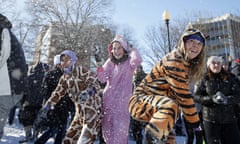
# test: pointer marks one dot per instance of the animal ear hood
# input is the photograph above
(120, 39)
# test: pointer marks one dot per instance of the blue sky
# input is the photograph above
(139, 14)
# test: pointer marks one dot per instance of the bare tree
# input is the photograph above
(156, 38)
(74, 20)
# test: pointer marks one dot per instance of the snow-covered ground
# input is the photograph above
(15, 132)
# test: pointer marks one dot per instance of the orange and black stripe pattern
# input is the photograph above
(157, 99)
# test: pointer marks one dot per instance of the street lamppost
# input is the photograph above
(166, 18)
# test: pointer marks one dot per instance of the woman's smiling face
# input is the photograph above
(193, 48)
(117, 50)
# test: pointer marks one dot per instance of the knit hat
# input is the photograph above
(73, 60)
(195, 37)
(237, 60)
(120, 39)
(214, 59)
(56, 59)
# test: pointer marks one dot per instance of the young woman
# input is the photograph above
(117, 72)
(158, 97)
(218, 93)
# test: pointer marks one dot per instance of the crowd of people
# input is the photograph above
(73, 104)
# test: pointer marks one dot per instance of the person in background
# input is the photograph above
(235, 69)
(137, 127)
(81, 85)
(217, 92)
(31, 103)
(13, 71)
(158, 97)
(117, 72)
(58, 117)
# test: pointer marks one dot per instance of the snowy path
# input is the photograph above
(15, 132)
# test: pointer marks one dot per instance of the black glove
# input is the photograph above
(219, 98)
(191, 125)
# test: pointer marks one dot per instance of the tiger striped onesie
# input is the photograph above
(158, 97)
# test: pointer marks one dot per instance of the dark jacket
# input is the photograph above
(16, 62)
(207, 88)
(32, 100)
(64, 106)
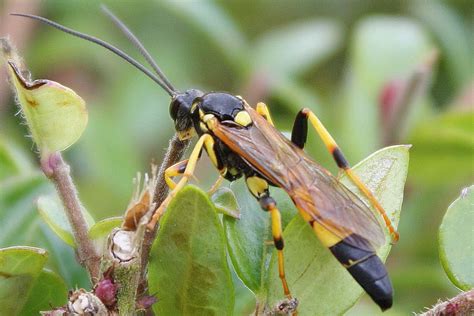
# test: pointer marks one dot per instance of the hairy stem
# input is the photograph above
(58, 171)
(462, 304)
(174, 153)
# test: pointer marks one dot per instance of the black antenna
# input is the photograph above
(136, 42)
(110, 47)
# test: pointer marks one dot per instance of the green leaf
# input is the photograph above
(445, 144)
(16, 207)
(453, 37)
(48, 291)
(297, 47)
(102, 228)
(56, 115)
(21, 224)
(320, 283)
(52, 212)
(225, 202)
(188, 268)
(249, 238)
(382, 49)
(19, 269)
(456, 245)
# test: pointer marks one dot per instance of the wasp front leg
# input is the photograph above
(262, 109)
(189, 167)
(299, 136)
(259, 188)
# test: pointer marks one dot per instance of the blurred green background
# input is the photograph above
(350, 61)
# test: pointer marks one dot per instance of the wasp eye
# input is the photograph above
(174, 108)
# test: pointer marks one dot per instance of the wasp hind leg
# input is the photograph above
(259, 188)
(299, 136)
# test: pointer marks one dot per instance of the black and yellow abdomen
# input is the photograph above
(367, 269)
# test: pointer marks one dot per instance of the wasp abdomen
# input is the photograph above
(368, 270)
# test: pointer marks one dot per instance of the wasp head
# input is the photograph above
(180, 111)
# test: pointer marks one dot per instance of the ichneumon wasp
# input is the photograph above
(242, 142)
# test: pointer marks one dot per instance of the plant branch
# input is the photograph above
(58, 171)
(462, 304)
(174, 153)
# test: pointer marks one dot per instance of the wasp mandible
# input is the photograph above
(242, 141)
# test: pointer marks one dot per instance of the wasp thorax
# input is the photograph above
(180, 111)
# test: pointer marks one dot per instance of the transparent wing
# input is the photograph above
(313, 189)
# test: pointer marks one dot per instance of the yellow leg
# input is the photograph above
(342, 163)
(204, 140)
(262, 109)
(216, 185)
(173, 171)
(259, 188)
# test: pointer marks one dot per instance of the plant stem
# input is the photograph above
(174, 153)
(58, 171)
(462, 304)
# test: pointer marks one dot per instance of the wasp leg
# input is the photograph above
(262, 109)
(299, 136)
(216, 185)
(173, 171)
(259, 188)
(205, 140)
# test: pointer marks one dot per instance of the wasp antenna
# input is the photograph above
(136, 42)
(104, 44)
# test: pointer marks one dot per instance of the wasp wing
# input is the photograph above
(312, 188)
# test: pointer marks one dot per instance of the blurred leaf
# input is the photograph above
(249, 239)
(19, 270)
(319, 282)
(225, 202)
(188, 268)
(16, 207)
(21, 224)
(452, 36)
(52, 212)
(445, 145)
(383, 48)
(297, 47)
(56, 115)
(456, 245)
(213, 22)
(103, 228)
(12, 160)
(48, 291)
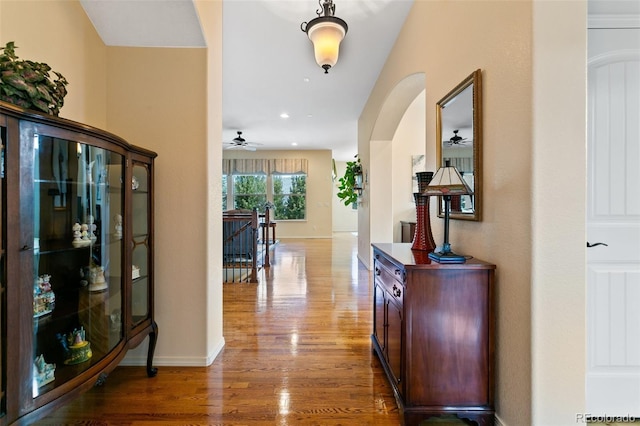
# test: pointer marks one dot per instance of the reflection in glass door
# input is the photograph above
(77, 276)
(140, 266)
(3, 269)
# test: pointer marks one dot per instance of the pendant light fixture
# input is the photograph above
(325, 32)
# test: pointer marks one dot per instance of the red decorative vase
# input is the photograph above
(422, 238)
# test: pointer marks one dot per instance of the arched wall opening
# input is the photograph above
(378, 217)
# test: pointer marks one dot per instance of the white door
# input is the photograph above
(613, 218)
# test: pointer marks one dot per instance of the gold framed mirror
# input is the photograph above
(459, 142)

──────────────────────────────

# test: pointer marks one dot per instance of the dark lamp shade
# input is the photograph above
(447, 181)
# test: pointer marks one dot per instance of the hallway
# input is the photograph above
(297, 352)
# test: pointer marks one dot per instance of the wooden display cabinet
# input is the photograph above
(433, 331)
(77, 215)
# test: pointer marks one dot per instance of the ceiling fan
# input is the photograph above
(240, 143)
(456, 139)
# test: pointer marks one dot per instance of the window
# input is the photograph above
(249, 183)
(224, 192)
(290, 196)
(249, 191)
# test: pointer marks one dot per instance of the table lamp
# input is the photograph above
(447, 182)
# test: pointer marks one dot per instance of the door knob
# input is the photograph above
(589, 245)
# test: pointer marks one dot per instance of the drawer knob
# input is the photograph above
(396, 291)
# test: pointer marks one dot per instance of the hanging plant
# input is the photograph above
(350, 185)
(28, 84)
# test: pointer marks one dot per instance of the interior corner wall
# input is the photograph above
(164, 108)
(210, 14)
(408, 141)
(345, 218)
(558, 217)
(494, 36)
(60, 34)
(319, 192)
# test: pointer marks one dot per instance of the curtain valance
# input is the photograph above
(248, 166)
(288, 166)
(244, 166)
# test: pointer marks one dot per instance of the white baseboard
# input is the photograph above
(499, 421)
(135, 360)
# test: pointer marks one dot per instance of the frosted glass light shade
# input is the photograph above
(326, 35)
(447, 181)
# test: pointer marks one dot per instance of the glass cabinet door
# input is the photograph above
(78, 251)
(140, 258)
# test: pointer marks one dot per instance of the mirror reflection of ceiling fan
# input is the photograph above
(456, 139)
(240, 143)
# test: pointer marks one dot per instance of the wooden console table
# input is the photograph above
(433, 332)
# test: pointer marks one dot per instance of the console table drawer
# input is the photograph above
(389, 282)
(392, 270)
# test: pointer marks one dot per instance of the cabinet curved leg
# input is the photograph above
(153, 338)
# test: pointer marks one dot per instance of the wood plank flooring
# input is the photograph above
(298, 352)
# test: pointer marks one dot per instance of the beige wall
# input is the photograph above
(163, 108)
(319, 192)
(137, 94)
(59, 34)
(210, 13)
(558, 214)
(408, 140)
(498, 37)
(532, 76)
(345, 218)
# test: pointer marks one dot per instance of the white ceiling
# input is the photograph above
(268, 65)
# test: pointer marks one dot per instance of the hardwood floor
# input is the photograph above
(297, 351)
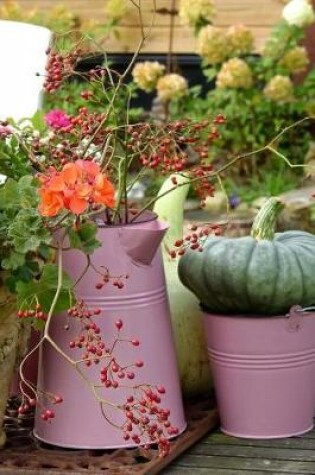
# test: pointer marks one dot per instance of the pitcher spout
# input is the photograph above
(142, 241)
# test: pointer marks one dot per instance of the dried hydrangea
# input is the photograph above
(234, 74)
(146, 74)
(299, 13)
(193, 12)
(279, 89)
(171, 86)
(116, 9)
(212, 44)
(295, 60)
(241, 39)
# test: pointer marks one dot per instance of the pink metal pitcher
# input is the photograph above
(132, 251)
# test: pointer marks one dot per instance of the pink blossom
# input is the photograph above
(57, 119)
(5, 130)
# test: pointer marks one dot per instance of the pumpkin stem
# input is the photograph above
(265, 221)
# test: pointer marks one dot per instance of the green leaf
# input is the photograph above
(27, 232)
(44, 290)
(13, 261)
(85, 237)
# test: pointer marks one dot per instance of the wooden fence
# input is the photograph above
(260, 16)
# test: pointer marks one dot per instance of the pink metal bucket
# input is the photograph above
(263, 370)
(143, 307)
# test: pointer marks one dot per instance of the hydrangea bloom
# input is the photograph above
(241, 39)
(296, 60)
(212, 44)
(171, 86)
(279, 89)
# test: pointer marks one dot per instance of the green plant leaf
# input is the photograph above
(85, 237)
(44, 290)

──────────────────────────────

• Instructions to follow
Lines holding "abdomen" are the ones to copy; find all of them in the listing.

• Final answer
# test: pointer marks one dot per instance of the black and yellow abdomen
# test: pointer marks one dot per instance of the wasp abdomen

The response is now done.